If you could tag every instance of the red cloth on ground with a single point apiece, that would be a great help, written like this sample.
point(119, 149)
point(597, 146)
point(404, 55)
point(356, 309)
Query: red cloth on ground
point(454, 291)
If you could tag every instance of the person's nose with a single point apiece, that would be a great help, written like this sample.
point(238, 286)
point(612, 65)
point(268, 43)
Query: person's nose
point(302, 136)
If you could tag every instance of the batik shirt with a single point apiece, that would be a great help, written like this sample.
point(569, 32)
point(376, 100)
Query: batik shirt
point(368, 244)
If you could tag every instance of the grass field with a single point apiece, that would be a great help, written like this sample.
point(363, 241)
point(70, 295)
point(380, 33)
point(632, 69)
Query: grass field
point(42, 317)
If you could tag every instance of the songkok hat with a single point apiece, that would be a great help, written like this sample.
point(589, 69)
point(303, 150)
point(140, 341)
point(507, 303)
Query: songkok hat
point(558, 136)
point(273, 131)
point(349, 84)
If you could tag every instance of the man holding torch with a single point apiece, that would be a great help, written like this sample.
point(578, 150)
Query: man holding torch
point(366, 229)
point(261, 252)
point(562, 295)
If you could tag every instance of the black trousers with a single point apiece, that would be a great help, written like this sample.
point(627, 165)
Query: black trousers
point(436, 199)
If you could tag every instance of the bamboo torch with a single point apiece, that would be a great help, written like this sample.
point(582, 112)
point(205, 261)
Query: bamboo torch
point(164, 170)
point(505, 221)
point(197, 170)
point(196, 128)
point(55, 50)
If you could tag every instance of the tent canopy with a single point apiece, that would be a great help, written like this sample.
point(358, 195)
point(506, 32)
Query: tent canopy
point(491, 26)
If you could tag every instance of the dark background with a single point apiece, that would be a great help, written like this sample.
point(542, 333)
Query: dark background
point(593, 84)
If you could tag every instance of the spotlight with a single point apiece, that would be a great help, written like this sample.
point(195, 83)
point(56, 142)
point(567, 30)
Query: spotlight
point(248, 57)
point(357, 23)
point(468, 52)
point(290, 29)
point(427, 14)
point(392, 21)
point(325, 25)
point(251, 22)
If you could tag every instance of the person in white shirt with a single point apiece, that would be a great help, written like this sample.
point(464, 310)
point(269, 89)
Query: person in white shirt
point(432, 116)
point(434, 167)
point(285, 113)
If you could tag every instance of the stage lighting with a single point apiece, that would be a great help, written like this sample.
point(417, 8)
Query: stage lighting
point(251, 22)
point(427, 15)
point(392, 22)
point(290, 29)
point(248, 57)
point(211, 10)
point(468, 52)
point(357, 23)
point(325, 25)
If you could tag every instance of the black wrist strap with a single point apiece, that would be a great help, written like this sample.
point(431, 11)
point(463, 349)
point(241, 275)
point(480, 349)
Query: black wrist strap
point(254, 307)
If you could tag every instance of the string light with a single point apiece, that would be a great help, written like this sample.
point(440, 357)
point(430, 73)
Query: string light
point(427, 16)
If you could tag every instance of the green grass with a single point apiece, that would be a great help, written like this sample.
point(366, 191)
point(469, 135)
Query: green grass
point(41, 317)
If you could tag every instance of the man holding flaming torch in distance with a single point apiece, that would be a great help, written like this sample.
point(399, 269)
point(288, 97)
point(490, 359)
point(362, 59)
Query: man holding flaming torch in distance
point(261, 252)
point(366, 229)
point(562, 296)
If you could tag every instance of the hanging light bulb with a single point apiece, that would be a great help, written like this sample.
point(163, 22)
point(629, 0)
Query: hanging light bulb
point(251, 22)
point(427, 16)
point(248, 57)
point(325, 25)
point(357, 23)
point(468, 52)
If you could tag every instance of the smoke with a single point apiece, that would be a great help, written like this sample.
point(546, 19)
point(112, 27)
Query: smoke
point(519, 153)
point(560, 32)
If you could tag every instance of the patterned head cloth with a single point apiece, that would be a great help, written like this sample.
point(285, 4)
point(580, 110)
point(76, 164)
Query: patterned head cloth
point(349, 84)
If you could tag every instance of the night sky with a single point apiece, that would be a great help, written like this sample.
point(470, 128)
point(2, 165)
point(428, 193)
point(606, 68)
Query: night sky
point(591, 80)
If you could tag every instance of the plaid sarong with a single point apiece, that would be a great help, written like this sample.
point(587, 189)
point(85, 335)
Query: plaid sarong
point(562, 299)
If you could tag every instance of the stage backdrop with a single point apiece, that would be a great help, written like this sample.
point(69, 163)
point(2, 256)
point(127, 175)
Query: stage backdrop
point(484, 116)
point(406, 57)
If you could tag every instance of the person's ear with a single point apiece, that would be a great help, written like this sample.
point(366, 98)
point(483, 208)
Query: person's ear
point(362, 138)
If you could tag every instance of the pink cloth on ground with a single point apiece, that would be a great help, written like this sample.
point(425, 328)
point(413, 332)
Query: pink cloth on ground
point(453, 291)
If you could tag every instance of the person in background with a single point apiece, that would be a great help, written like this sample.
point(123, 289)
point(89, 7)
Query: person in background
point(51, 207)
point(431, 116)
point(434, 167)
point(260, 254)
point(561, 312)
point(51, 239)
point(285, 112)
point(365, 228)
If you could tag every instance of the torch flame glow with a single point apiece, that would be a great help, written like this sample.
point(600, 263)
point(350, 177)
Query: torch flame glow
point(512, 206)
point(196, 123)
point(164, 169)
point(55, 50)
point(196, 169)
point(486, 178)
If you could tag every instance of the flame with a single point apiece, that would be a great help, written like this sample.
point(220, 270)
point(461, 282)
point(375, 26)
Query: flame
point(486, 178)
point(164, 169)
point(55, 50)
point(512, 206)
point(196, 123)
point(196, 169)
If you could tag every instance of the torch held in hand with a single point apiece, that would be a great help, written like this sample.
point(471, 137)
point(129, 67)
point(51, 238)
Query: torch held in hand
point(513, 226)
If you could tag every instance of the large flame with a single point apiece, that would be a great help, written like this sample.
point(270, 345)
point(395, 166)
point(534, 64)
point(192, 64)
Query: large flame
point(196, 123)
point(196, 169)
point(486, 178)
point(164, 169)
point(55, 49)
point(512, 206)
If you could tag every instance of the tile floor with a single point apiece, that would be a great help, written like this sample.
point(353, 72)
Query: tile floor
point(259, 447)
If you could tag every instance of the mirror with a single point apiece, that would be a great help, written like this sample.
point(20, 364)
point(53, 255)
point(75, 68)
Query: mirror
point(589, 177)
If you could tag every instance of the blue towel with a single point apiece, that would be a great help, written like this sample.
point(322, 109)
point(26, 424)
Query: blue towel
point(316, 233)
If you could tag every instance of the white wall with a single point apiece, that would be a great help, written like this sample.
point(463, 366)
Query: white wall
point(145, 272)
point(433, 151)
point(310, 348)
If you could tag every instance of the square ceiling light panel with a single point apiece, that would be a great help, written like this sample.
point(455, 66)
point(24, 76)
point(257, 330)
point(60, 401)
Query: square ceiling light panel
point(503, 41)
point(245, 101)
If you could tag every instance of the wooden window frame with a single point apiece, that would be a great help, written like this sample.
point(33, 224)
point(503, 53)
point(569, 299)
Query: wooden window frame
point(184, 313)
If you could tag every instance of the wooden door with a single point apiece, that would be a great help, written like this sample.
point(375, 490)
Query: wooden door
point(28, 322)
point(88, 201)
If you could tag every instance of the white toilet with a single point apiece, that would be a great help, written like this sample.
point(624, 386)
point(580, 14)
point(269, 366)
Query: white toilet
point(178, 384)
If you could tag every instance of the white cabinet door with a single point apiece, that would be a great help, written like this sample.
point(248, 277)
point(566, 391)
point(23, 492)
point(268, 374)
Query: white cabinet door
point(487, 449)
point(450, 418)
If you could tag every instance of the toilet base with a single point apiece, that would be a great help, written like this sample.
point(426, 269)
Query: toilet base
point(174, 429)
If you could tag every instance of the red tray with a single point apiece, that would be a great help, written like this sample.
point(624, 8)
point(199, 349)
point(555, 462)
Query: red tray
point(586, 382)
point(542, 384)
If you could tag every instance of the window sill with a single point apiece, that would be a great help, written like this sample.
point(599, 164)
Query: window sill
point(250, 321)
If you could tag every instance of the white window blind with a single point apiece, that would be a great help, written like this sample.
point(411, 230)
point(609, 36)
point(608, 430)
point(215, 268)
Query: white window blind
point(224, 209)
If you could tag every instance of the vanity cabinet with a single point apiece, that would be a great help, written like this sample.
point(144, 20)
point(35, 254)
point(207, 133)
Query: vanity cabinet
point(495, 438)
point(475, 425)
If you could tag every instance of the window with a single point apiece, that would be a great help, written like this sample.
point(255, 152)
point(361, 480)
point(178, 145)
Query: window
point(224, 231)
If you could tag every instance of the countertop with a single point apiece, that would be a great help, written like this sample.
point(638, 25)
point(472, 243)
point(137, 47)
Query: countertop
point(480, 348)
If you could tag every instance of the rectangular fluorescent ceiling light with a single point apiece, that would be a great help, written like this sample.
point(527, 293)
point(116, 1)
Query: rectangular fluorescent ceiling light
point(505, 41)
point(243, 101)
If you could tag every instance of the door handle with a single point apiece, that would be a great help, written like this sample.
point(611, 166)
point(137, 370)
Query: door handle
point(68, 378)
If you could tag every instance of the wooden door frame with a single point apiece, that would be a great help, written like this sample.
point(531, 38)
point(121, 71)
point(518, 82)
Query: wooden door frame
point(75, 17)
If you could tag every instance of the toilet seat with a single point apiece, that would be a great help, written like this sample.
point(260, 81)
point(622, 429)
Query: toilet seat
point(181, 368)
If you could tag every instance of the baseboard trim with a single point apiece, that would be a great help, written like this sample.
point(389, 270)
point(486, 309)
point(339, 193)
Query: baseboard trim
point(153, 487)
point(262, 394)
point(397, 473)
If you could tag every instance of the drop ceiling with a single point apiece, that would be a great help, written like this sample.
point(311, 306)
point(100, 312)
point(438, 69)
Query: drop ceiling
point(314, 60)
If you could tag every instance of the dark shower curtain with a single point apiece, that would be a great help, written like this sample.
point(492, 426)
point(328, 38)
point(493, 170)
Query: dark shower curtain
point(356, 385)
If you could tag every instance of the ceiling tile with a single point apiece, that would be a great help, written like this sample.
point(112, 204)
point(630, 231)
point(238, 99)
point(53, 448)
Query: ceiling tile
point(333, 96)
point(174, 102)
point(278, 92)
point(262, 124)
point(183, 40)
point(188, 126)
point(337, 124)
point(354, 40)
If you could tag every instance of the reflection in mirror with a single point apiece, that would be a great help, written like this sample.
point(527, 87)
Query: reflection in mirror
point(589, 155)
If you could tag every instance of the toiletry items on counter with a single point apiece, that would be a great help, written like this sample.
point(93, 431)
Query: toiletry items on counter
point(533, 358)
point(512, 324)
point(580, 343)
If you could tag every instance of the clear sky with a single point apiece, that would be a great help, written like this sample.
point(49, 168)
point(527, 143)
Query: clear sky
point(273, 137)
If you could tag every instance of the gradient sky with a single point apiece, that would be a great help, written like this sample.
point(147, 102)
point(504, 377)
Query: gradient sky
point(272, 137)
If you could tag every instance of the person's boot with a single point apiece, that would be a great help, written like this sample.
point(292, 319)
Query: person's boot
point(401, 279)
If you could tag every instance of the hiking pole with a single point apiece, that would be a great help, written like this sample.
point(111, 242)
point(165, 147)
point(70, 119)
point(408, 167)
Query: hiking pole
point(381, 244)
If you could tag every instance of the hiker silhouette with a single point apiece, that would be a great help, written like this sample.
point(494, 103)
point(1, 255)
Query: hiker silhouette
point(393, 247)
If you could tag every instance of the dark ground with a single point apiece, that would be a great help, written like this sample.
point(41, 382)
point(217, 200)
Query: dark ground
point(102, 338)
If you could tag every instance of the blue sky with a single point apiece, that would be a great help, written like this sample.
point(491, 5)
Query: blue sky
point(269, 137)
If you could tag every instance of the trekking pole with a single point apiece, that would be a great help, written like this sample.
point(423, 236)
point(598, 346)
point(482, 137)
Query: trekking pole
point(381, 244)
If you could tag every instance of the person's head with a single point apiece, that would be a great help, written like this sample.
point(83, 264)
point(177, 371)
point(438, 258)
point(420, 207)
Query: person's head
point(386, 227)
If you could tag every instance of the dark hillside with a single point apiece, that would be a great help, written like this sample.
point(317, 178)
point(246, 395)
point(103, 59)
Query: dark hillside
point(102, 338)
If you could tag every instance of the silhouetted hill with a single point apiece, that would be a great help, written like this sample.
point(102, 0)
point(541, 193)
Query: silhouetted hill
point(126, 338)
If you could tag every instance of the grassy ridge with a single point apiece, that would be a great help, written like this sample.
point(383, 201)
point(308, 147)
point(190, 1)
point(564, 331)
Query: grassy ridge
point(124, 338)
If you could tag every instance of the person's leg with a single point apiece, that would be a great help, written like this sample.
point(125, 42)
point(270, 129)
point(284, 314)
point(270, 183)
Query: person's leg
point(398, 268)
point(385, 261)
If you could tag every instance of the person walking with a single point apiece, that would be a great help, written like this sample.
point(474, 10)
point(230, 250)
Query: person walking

» Verilen Problem
Listede "If you could tag every instance of the torch held" ifadesinin geçtiği satırdan "point(513, 226)" ifadesinin geçtiği satıra kadar, o satır da dahil olmak üzere, satırları hiç değiştirmeden yazın.

» Tam Yanıt
If you could tag every instance of the torch held in hand with a single point apiece, that would be a great help, written like this sample.
point(471, 137)
point(129, 67)
point(51, 238)
Query: torch held in hand
point(513, 226)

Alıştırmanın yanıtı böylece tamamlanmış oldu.